━━ Given records ━━
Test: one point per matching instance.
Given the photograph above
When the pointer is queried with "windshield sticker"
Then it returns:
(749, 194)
━━━
━━ Given records ━━
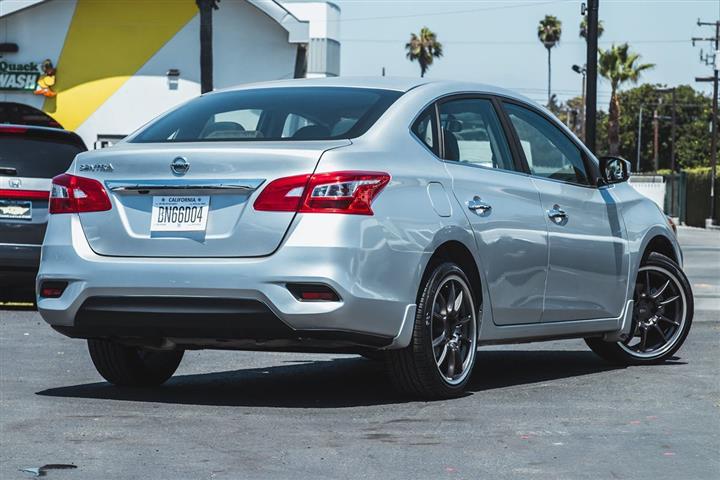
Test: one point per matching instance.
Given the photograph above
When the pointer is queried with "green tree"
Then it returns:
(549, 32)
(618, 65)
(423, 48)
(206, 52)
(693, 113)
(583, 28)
━━━
The exercise: From the items above, keep only the lines that contain the string "queried" and copy each one.

Reply to the task:
When the pointer is queried with "windshield sticker"
When the pointer is queried with "green tree"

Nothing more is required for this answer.